* Exercise details *
Could you set down, word for word, only the lines of the material below that run from the line holding "Target: wooden furniture" through the end of the material, both ends included?

-------------------------

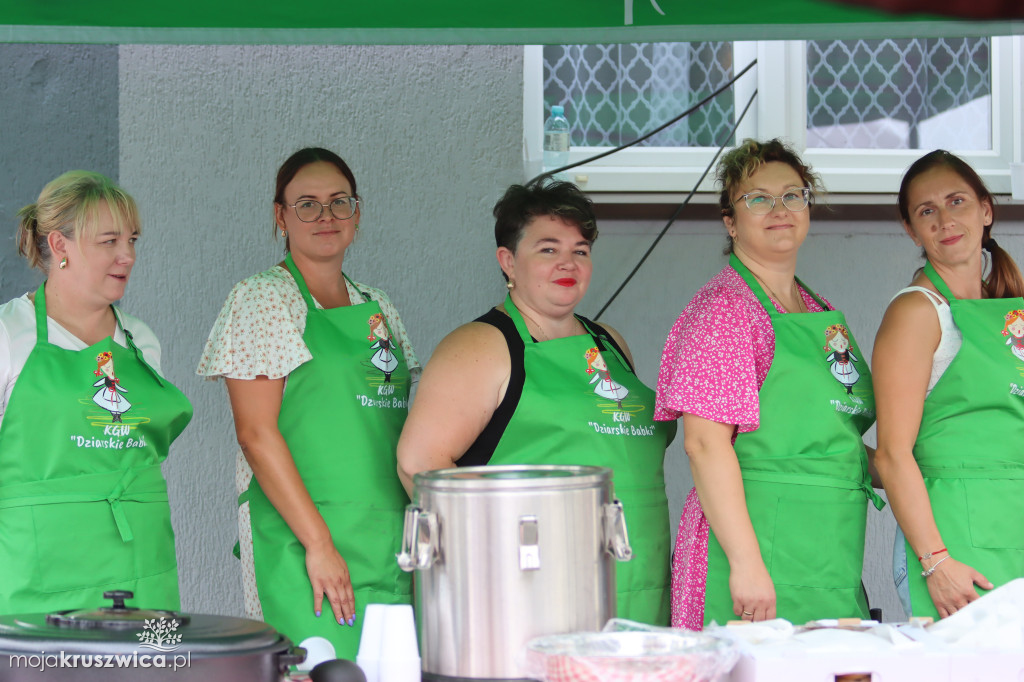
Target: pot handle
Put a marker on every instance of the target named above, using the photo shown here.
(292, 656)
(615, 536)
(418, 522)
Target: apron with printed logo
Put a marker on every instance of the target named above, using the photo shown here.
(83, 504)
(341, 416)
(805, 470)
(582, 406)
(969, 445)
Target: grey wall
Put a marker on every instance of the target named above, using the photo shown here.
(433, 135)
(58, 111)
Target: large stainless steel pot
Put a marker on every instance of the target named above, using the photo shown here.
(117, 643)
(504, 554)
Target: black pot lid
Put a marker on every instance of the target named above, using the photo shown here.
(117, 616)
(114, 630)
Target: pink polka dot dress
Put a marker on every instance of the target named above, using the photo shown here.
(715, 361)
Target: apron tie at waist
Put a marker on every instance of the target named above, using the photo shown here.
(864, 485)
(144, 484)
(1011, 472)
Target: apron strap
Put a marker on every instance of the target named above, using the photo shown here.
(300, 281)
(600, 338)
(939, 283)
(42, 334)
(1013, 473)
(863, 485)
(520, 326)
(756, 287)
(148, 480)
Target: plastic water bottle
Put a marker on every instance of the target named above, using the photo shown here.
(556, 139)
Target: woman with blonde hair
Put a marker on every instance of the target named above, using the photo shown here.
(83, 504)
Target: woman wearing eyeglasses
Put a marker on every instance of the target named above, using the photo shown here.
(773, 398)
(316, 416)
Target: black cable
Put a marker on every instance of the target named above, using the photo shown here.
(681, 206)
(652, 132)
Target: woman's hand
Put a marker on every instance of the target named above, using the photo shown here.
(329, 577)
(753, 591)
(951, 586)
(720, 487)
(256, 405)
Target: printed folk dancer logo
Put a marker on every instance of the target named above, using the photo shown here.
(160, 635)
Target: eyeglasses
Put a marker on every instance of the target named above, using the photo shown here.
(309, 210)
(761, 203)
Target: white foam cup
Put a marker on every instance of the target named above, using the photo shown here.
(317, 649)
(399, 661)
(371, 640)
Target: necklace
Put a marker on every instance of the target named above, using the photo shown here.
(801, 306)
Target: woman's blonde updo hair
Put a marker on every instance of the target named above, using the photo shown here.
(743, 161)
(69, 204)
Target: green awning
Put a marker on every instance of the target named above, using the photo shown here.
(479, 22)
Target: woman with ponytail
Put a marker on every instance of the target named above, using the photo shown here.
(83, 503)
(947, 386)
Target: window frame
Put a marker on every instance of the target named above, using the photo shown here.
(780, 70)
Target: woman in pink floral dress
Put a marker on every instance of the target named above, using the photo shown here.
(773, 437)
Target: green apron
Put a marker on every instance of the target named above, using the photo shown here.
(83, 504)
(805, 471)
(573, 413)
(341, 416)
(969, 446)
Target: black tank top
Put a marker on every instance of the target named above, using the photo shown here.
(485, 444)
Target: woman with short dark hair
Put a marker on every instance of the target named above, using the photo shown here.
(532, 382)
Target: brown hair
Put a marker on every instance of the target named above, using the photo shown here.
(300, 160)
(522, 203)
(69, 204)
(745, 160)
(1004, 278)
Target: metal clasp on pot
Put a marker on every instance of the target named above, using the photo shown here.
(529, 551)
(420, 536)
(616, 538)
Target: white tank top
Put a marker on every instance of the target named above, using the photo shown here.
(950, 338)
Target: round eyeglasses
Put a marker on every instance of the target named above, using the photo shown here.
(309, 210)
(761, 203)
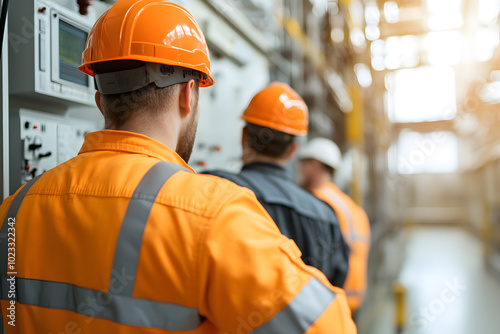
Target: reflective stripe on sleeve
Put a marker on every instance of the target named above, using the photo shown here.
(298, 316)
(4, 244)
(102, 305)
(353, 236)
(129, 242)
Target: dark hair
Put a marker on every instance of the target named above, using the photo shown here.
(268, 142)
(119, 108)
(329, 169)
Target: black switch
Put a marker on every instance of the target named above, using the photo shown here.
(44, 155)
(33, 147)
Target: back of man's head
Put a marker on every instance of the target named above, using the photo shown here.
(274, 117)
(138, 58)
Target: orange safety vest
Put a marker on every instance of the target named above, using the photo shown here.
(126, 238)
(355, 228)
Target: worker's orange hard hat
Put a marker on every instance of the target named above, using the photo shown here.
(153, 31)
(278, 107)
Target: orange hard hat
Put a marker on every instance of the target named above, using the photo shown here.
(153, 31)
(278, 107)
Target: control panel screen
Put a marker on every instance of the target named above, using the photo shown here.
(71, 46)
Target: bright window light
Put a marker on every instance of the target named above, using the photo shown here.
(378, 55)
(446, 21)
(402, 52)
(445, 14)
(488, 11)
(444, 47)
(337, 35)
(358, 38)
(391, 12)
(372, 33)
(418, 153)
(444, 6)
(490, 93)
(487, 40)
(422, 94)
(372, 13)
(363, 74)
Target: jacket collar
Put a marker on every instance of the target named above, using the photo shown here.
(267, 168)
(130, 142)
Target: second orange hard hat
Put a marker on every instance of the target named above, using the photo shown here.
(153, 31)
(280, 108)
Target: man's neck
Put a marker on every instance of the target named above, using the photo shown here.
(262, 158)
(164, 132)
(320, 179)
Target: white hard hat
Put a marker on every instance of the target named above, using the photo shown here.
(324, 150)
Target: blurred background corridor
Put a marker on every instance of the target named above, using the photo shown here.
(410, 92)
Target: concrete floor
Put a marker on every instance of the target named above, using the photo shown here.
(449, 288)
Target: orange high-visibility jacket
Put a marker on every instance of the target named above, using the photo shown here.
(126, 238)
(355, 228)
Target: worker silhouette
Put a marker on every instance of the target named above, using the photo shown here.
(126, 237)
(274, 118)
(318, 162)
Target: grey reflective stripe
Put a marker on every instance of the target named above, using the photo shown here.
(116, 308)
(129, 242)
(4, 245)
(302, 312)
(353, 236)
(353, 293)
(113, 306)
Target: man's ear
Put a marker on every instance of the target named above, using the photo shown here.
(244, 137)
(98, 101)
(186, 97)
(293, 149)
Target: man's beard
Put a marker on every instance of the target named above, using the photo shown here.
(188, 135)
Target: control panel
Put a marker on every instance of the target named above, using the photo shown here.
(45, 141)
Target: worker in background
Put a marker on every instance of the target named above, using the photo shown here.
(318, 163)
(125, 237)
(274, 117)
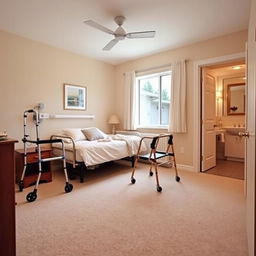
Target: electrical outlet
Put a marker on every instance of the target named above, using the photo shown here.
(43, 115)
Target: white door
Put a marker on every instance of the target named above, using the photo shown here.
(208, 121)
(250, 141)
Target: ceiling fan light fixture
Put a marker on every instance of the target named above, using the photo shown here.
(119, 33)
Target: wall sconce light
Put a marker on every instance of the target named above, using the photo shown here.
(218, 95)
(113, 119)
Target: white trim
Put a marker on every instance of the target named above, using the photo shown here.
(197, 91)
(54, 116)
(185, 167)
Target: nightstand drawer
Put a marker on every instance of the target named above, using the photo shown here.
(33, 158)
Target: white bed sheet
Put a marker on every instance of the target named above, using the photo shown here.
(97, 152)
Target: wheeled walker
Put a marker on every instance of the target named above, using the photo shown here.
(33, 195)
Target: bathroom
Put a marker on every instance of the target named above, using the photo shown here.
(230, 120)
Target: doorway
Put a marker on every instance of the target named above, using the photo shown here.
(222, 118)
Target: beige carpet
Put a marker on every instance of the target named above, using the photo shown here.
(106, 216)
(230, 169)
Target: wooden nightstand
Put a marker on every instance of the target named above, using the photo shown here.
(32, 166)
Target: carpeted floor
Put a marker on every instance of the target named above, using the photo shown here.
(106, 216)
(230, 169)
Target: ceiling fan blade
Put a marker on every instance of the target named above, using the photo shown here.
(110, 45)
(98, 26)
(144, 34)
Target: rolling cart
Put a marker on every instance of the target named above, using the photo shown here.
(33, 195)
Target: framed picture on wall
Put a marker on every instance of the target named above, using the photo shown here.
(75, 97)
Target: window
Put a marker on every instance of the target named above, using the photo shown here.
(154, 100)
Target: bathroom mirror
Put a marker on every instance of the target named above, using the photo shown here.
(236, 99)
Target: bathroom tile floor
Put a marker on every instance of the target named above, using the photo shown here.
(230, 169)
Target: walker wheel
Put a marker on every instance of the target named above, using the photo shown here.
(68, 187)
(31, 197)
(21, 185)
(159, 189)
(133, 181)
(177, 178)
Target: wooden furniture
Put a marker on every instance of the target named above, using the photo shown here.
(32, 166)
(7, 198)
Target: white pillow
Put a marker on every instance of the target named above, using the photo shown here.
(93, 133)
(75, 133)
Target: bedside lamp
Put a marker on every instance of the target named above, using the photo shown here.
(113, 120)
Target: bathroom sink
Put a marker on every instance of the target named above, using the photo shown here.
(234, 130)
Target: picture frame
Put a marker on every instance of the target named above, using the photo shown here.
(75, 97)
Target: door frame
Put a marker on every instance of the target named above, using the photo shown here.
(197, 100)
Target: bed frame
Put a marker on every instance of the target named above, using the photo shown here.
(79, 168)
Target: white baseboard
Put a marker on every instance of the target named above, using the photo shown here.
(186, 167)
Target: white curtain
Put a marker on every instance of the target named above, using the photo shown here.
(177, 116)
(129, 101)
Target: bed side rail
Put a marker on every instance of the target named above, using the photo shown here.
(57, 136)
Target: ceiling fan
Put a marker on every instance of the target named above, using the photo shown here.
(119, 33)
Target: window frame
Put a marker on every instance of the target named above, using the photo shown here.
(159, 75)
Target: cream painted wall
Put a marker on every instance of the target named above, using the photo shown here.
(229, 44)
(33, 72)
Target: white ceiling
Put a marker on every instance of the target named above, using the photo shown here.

-------------------------

* Answer *
Target: wooden furniture
Put a marker on every instance of the target named above, using the photo shown here.
(32, 166)
(7, 198)
Target: white pillow
Put a marker on every instance of the target named above, using the photo shown here.
(93, 133)
(75, 133)
Target: bedside lamp
Put a marker on every instance of the target named above, using the photo shown here.
(113, 120)
Target: bathroom sink
Put a marker on every instance of the target named above, using the photo shown here.
(234, 130)
Target: picture frame
Put a marker on every instance of the target named above, using the photo shown here.
(75, 97)
Target: door frame
Put a marker on every instance of the target named above, using the photo shown here.
(197, 100)
Target: bed frame
Put a marker on every instance of the target named above, using the photo shown here.
(79, 168)
Target: white baseboard
Put a marker on every instance of the target named above, using the photo shown here.
(186, 167)
Target: white curtain
Put a marker on every instance of the target named above, using the photo shown here.
(177, 116)
(129, 101)
Target: bed side rail
Put a marker on every instance of the target named above, using the photo shown here.
(57, 136)
Target: ceiling fan
Put a marker on every instance of the target named above, using the photo shown here.
(119, 33)
Target: window frame
Put a marker on every instance of the target named above, using the photo shown here.
(159, 75)
Target: cream painted wall
Put a marker on every instance of the target named above, using the photo shown here.
(229, 44)
(33, 72)
Target: white ceiling
Put a marker on every instance of the target named above, using the photo shown here.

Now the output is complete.